## Directions
Answer these questions using the passage about Bridgers' Tuesday night show:
(a) What did Bridgers ask everybody to do when their neighbors went down in the heat?
(b) According to the passage, what is said to have more rights than a uterus?
(c) By what is the mayor's campaign funded mostly?

## Selected passage
^^^^^^^^
Bridgers led by example on Tuesday night; she brought her fans back to live music, and asked everybody to take a breath when their neighbors went down in the heat. She spoke to fans' fears and frustration, and said that it was promising to see the youth movement so angry and ready to act.

More than an idol on a Tuesday, Bridgers was simply a friend.

We're living in a country where a gun has more rights than a uterus. Even after this last week of mass murder, elected officials will hold us hostage to please lunatics and lobbyists who like high-powered rifles and open carry more than knowing that children can be safe from guns at school. In Florida, we can't talk to kids about being gay. Tampeños have to watch a mayor—whose campaign is funded mostly by development interests—say that rent control measures are off the table as a tool to keep people from being evicted from their homes.
^^^^^^^^
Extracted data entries

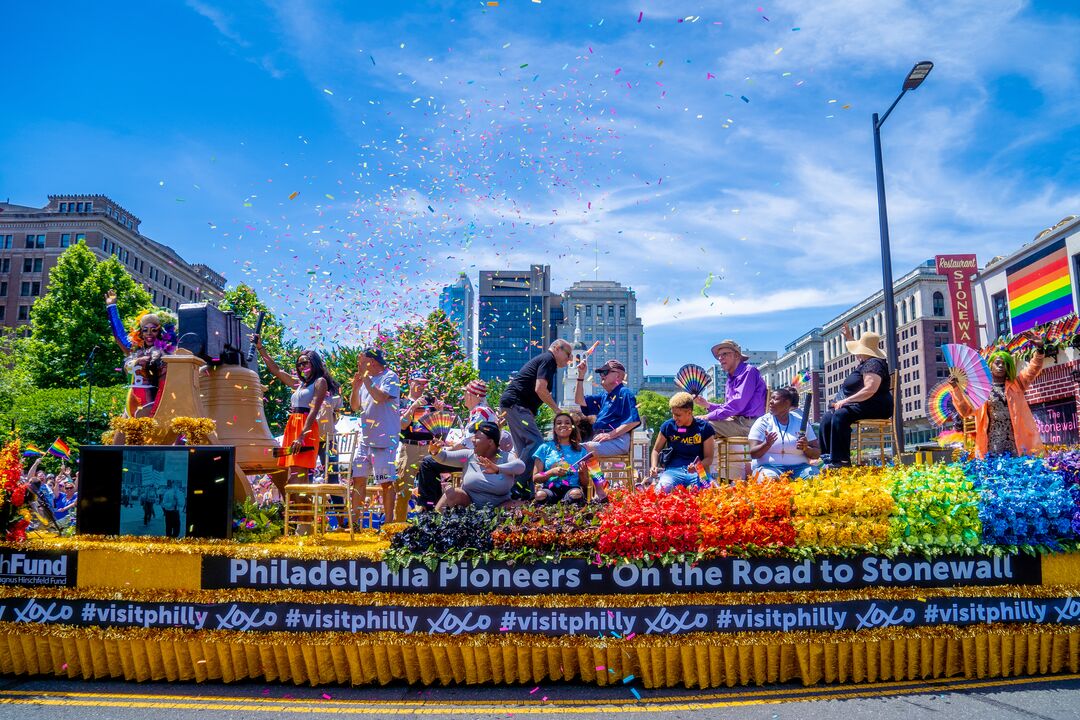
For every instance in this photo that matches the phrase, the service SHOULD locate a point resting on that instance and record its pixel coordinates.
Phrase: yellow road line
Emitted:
(525, 706)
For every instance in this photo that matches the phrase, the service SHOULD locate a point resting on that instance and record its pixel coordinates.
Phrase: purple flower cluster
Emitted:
(1068, 464)
(1024, 502)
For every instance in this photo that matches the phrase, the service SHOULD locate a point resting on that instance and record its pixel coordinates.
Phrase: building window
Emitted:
(1002, 323)
(939, 304)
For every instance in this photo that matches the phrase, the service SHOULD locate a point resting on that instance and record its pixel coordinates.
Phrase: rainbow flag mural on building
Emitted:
(1039, 287)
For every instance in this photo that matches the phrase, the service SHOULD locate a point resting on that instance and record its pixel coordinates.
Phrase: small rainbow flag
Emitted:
(1039, 287)
(595, 474)
(699, 467)
(59, 449)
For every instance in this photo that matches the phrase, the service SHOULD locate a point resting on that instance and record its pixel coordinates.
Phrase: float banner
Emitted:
(617, 623)
(37, 568)
(959, 269)
(578, 576)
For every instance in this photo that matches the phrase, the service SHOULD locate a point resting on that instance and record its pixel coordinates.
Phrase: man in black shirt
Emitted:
(530, 388)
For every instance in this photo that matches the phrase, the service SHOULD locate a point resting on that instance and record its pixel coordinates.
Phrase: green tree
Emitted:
(244, 302)
(653, 409)
(430, 347)
(69, 321)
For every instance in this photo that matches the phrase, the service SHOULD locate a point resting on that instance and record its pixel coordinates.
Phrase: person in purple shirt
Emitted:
(744, 393)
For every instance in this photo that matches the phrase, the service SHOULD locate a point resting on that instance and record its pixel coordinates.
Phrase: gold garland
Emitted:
(196, 430)
(383, 638)
(136, 431)
(367, 545)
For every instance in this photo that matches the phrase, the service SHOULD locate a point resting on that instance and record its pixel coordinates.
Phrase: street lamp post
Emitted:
(914, 79)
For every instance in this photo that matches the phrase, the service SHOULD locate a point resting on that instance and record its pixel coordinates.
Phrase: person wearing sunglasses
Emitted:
(617, 415)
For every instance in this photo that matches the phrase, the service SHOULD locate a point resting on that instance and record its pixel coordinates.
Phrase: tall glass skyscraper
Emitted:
(457, 300)
(518, 318)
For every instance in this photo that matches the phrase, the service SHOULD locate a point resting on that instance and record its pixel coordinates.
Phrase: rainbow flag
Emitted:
(595, 474)
(699, 467)
(61, 449)
(1039, 287)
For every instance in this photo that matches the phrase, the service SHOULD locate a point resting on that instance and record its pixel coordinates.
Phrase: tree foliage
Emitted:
(244, 302)
(653, 409)
(69, 321)
(429, 345)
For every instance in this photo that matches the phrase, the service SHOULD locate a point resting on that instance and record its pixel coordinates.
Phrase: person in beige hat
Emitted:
(744, 393)
(864, 395)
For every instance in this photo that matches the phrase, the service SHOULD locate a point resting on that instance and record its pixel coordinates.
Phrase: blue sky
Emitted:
(348, 159)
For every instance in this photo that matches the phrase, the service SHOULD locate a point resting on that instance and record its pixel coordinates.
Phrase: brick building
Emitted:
(31, 239)
(1054, 394)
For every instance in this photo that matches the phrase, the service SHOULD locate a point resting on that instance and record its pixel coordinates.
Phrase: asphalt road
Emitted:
(1024, 698)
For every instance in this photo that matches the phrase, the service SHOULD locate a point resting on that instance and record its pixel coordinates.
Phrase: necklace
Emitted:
(782, 432)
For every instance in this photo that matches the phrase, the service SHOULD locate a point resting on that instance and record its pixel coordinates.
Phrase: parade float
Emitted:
(908, 572)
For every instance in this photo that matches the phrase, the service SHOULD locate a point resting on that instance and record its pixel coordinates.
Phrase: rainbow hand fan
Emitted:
(940, 404)
(692, 379)
(950, 437)
(439, 422)
(971, 370)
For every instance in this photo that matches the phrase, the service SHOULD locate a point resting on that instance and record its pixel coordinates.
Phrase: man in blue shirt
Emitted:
(617, 417)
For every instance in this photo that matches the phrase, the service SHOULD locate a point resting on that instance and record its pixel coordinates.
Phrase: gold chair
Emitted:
(315, 503)
(341, 445)
(732, 458)
(619, 471)
(878, 434)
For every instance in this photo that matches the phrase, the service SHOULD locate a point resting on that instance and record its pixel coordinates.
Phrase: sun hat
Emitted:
(728, 344)
(868, 343)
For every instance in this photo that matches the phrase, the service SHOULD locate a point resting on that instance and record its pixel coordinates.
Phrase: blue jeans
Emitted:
(802, 471)
(680, 477)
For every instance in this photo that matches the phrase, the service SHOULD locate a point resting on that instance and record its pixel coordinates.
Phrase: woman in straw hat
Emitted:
(864, 395)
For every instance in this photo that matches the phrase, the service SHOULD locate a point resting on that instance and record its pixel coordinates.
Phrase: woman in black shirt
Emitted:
(864, 395)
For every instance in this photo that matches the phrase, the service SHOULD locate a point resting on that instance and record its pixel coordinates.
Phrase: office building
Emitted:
(457, 301)
(518, 317)
(922, 321)
(31, 239)
(606, 313)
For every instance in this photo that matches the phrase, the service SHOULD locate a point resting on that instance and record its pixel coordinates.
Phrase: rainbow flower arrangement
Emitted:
(746, 514)
(845, 510)
(1023, 501)
(649, 524)
(936, 507)
(1067, 462)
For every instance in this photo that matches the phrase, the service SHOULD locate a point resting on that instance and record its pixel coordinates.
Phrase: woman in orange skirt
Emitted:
(310, 388)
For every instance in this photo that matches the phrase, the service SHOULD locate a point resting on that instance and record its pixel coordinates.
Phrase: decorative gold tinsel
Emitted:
(196, 430)
(548, 601)
(137, 431)
(692, 661)
(367, 545)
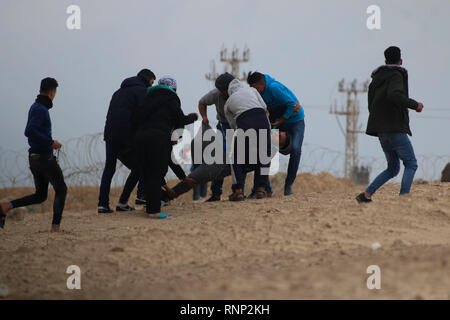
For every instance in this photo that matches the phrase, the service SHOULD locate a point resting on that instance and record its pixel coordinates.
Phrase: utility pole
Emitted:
(234, 60)
(351, 165)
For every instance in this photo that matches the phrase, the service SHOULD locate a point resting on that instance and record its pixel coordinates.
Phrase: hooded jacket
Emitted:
(241, 98)
(281, 101)
(118, 121)
(39, 126)
(160, 113)
(388, 101)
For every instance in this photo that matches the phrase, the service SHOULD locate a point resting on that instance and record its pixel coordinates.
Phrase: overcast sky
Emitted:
(307, 45)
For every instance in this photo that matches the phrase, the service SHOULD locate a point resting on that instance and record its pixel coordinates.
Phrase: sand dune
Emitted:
(314, 245)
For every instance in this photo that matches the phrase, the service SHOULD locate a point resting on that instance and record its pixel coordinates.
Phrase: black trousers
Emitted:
(153, 155)
(45, 170)
(255, 119)
(127, 155)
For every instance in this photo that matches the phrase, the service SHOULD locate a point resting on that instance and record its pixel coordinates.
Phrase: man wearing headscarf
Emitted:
(153, 124)
(217, 96)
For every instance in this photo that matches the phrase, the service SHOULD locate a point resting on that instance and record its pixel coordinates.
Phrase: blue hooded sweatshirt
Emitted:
(39, 127)
(281, 101)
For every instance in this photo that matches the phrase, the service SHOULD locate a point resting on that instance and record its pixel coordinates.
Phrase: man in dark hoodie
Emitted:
^^^^^^^^
## Answer to this exercise
(a) Take a breath.
(b) A gun.
(c) Development interests.